● **Compiti**
• 1. Per favore, trascrivi dal brano il tratto che va da "Negli scorsi anni" fino a "non possiamo permettercelo.".
• 2. Di che cosa si occupa Ansaldo STS secondo il brano?
== Brano di lettura
Negli scorsi anni abbiamo lasciato che la Magneti Marelli o la Ansaldo Breda (treni ad alta velocità) e Ansaldo STS (tecnologia su segnalazione e gestione del traffico treni) fossero cedute ad imprese estere non senza polemiche e interrogativi, oggi sono imprese che si stanno affermando sui mercati internazionali grazie ai brevetti e ai talenti che hanno accumulato prima della cessione e grazie alla capacità finanziaria dei nuovi proprietari. Sono aziende importanti per il sistema paese e per l’indotto delle imprese che lavorano con esse. Per ora molte lavorazioni sono fatte in Italia ma non abbiamo garanzia che nel futuro ciò continui a rimanere così e oggi più di ieri non possiamo permettercelo.
L’importanza di un coordinamento internazionale
Quello che abbiamo visto in queste settimane è l’emergere di istinti nazionali. Il coronavirus è il primo evento internazionale e ci avrebbe dovuto spingere ad unire le forze mentre ha fatto emergere il peggio, con paesi anche “amici” (molti dell’Unione Europea) che hanno bloccato le esportazioni di materiale sanitario quando non hanno requisito il materiale destinato all’Italia e solo in transito per i loro confini. Egoismo, panico e mancanza di ragionevolezza. Questo ci fa capire quanto sia importante un coordinamento internazionale (a partire dal ruolo che sta svolgendo l’ONU con Organizzazione Mondiale della Sanità) e quanto sia importante e determinante una visione internazionale ai problemi da una parte e come sia precario l’equilibrio dei trattati commerciali dall’altro, questo sta spingendo molti paesi ad un approccio più chiuso. Se da una parte dobbiamo lavorare per costruire un nuovo equilibrio internazionale con la forza della diplomazia, dall’altro dobbiamo poter disporre di una propria capacità autonoma sui settori importanti come il digitale e anche il settore bio-medicale (dove contiamo notevoli eccellenze che non possiamo rischiare di perdere). Non possiamo contare solo sull’import per le produzioni più strategiche, dobbiamo poter mettere in campo una capacità nei settori strategici e un nuovo modello di accordi internazionali che possano funzionare anche nelle emergenze e promuovere una mutualità di vantaggi.
====
== Righe fornite
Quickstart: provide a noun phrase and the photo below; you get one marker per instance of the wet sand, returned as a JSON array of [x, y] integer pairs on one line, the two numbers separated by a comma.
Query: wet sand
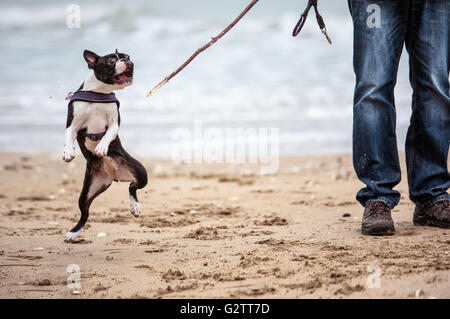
[[211, 231]]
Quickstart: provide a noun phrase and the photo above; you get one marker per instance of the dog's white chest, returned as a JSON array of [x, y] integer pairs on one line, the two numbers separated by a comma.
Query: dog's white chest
[[94, 116]]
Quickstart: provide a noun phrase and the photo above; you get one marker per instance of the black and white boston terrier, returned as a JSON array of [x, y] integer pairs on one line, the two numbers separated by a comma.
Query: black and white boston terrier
[[93, 120]]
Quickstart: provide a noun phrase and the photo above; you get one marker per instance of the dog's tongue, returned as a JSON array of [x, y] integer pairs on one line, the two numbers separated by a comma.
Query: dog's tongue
[[122, 77]]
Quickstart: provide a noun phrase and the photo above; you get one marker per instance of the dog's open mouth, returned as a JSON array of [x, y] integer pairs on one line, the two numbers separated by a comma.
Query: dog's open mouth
[[124, 77]]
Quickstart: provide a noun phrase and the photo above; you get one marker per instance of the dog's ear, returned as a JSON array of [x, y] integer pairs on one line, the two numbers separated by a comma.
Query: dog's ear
[[91, 58]]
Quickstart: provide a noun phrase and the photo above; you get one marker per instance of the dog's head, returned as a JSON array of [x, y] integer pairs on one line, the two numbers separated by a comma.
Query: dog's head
[[112, 69]]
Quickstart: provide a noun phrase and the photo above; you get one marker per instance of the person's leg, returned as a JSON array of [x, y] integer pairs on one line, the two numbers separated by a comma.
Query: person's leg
[[377, 50], [428, 138]]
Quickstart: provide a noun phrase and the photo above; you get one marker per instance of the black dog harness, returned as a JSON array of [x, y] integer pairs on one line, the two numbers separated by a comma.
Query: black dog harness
[[94, 97]]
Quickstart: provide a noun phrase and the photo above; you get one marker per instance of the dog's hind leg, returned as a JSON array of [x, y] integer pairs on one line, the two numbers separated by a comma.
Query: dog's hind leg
[[140, 181], [95, 183]]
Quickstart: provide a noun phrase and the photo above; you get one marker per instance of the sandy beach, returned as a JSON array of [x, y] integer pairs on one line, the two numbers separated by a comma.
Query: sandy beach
[[211, 231]]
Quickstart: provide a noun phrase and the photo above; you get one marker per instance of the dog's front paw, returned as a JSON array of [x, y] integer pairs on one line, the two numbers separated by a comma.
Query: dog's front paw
[[71, 236], [69, 153], [101, 150]]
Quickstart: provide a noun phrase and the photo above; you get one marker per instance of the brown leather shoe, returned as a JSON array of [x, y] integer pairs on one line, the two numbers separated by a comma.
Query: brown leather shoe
[[437, 215], [377, 219]]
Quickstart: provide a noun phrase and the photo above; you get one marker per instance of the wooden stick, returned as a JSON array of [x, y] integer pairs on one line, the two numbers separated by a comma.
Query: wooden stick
[[203, 48]]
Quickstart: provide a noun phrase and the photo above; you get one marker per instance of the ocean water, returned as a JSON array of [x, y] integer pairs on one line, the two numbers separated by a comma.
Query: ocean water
[[256, 76]]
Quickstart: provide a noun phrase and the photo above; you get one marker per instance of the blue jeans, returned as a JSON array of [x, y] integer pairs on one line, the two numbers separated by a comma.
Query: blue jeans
[[381, 28]]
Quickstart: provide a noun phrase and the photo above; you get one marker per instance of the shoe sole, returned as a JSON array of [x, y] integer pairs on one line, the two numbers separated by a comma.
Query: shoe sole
[[378, 231], [425, 220]]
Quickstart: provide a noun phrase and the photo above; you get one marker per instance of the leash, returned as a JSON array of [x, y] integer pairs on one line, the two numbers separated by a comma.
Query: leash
[[297, 29], [302, 20]]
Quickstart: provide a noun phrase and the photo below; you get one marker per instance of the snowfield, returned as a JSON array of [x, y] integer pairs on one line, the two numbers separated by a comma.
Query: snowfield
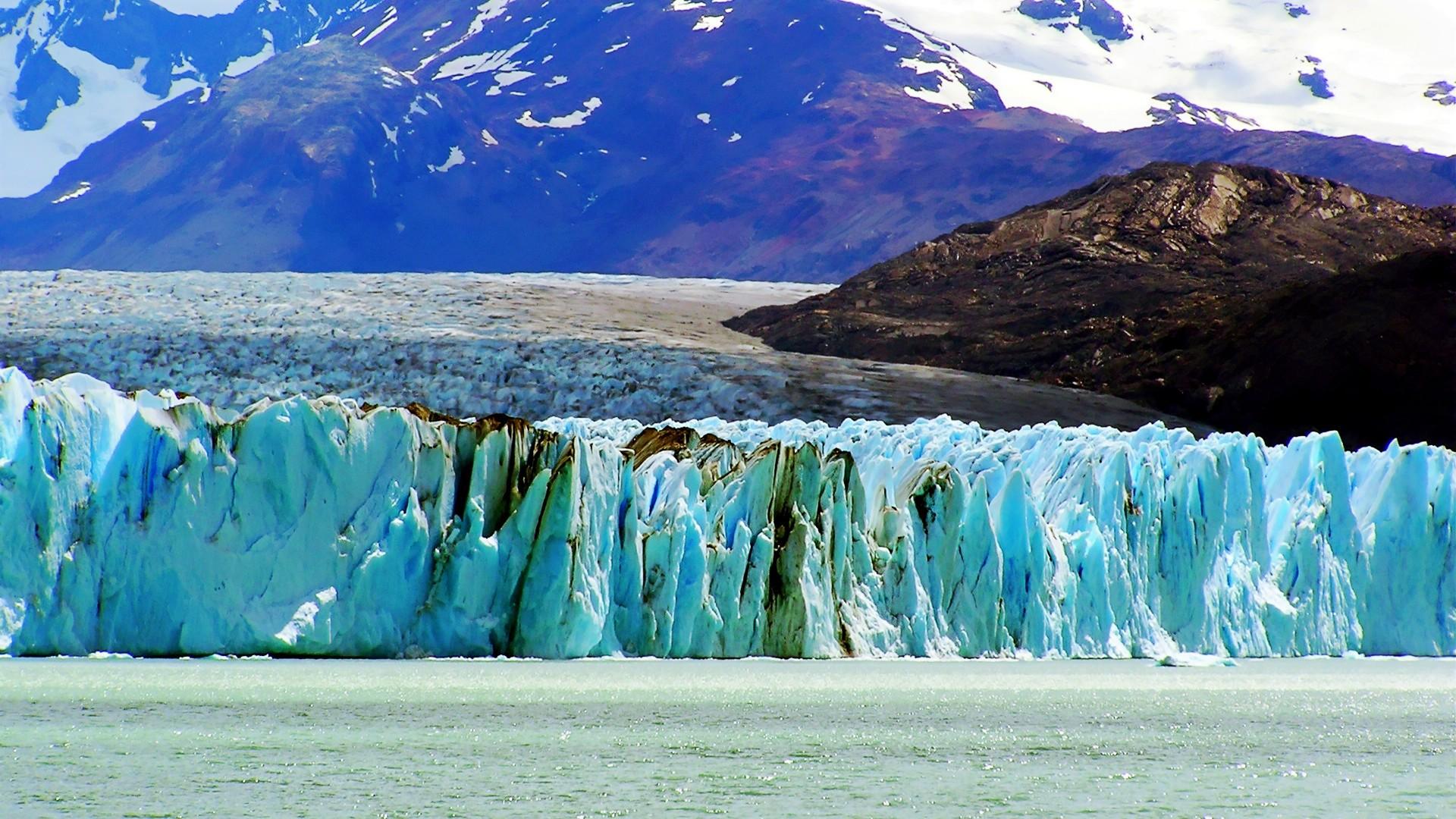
====
● **Risposte ai compiti**
• 1.
Negli scorsi anni abbiamo lasciato che la Magneti Marelli o la Ansaldo Breda (treni ad alta velocità) e Ansaldo STS (tecnologia su segnalazione e gestione del traffico treni) fossero cedute ad imprese estere non senza polemiche e interrogativi, oggi sono imprese che si stanno affermando sui mercati internazionali grazie ai brevetti e ai talenti che hanno accumulato prima della cessione e grazie alla capacità finanziaria dei nuovi proprietari. Sono aziende importanti per il sistema paese e per l’indotto delle imprese che lavorano con esse. Per ora molte lavorazioni sono fatte in Italia ma non abbiamo garanzia che nel futuro ciò continui a rimanere così e oggi più di ieri non possiamo permettercelo.

• 2. Di tecnologia su segnalazione e gestione del traffico treni.